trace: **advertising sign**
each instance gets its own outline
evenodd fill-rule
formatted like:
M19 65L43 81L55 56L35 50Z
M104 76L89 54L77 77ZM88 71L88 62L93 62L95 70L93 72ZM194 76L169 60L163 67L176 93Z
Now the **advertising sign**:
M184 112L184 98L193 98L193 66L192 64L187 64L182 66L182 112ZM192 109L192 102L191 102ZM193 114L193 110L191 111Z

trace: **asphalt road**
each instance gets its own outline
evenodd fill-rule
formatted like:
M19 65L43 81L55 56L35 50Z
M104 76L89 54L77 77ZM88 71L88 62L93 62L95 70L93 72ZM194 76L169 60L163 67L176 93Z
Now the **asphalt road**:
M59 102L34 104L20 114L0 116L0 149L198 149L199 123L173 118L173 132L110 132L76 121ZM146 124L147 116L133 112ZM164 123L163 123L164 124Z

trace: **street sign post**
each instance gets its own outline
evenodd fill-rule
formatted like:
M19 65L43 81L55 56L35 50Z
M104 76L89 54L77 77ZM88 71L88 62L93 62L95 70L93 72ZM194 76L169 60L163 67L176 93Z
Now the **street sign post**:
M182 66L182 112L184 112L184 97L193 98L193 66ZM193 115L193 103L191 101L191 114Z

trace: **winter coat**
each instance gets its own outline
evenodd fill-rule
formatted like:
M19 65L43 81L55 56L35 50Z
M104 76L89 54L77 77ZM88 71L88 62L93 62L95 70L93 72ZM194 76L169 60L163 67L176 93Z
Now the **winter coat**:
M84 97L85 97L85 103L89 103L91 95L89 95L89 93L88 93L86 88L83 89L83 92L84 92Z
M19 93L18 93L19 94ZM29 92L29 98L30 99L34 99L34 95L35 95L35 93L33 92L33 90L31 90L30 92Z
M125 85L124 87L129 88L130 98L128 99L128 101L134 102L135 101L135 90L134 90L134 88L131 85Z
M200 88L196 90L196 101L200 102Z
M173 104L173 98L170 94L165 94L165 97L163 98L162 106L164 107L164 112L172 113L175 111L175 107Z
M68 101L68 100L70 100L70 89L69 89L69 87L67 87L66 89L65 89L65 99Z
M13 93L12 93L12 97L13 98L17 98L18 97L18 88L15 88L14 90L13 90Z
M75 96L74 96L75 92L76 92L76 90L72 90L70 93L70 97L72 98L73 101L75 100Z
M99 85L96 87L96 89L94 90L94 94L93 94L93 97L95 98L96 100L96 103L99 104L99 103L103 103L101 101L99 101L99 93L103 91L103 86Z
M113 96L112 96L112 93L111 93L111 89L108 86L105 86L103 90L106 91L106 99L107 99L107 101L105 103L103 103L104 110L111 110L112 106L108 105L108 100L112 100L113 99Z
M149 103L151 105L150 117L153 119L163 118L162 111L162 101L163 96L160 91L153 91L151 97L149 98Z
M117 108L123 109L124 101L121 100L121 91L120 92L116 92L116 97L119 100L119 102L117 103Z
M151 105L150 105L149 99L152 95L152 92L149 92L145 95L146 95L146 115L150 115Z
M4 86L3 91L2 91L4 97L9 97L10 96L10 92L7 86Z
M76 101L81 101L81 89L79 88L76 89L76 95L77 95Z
——————————
Convert the listing above into a Markdown table with the columns "Row" and "Line," numbering each line in order and omitting blank lines.

| Row | Line |
|---|---|
| 1 | trace: **advertising sign** |
| 2 | each instance gets its own outline |
| 3 | evenodd fill-rule |
| 4 | formatted like: |
| 5 | M19 65L43 81L55 56L35 50Z |
| 6 | M104 76L89 54L77 77ZM88 71L88 62L93 62L95 70L93 72ZM194 76L169 60L163 67L176 93Z |
| 7 | Now the **advertising sign**: |
| 8 | M184 112L184 98L193 98L193 66L192 64L187 64L182 66L182 112ZM192 109L192 102L191 102ZM193 114L193 110L191 111Z |
| 9 | trace: **asphalt road** |
| 10 | each instance gets its own outline |
| 11 | evenodd fill-rule |
| 12 | formatted like: |
| 13 | M19 65L43 81L55 56L35 50Z |
| 14 | M104 76L89 54L77 77ZM88 71L88 62L93 62L95 70L93 72ZM194 76L169 60L163 67L176 93Z |
| 15 | Now the **asphalt road**: |
| 16 | M59 102L34 104L20 114L0 116L0 149L198 149L199 123L173 118L173 132L110 132L76 121ZM146 124L147 116L133 112ZM164 123L163 123L164 124Z |
| 17 | trace: **street sign post** |
| 18 | each instance gets its own outline |
| 19 | evenodd fill-rule |
| 20 | formatted like: |
| 21 | M19 65L43 81L55 56L35 50Z |
| 22 | M104 76L89 54L77 77ZM88 71L88 62L93 62L95 70L93 72ZM194 76L169 60L163 67L176 93Z |
| 23 | Now the **street sign post**: |
| 24 | M182 66L182 112L184 112L184 97L193 98L193 66ZM193 115L193 103L191 101L191 114Z |
| 25 | trace: **winter coat** |
| 26 | each instance gets its own outline |
| 27 | evenodd fill-rule |
| 28 | formatted like: |
| 29 | M19 65L43 81L55 56L35 50Z |
| 30 | M104 76L89 54L77 77ZM88 71L88 62L93 62L95 70L93 72ZM194 76L169 60L163 67L176 93Z |
| 31 | Now the **winter coat**: |
| 32 | M84 97L85 97L85 103L89 103L91 95L89 95L89 93L88 93L86 88L83 89L83 92L84 92Z |
| 33 | M19 93L18 93L19 94ZM29 92L29 98L30 99L34 99L34 95L35 95L35 93L33 92L33 90L31 90L30 92Z |
| 34 | M125 85L124 87L129 88L130 98L128 99L128 101L134 102L135 101L135 90L134 90L134 88L131 85Z |
| 35 | M200 88L196 90L196 101L200 102Z |
| 36 | M173 104L173 98L170 94L165 94L165 97L163 98L162 106L164 107L164 112L172 113L175 111L175 107Z |
| 37 | M68 101L68 100L70 100L70 89L69 89L69 87L67 87L66 89L65 89L65 99Z |
| 38 | M13 93L12 93L12 97L13 98L17 98L18 97L18 88L15 88L14 90L13 90Z |
| 39 | M75 96L74 96L75 92L76 92L76 90L72 90L70 93L70 97L72 98L73 101L75 100Z |
| 40 | M99 85L96 87L96 89L94 90L94 94L93 94L93 97L95 98L96 100L96 103L99 104L99 103L103 103L101 101L99 101L99 93L103 91L103 86Z |
| 41 | M113 96L112 96L112 93L111 93L111 89L108 86L105 86L103 90L106 91L106 99L107 99L107 101L105 103L103 103L104 110L111 110L112 106L108 105L108 100L112 100L113 99Z |
| 42 | M149 103L151 105L150 117L153 119L163 118L162 111L162 101L163 96L160 91L153 91L151 97L149 98Z |
| 43 | M117 108L123 109L124 101L121 100L121 91L120 92L116 92L116 97L119 100L119 102L117 103Z |
| 44 | M151 105L150 105L149 99L152 95L152 92L149 92L145 95L146 95L146 115L150 115Z |
| 45 | M4 86L3 91L2 91L4 97L9 97L10 96L10 92L7 86Z |
| 46 | M76 101L81 101L81 89L79 88L76 89L76 95L77 95Z |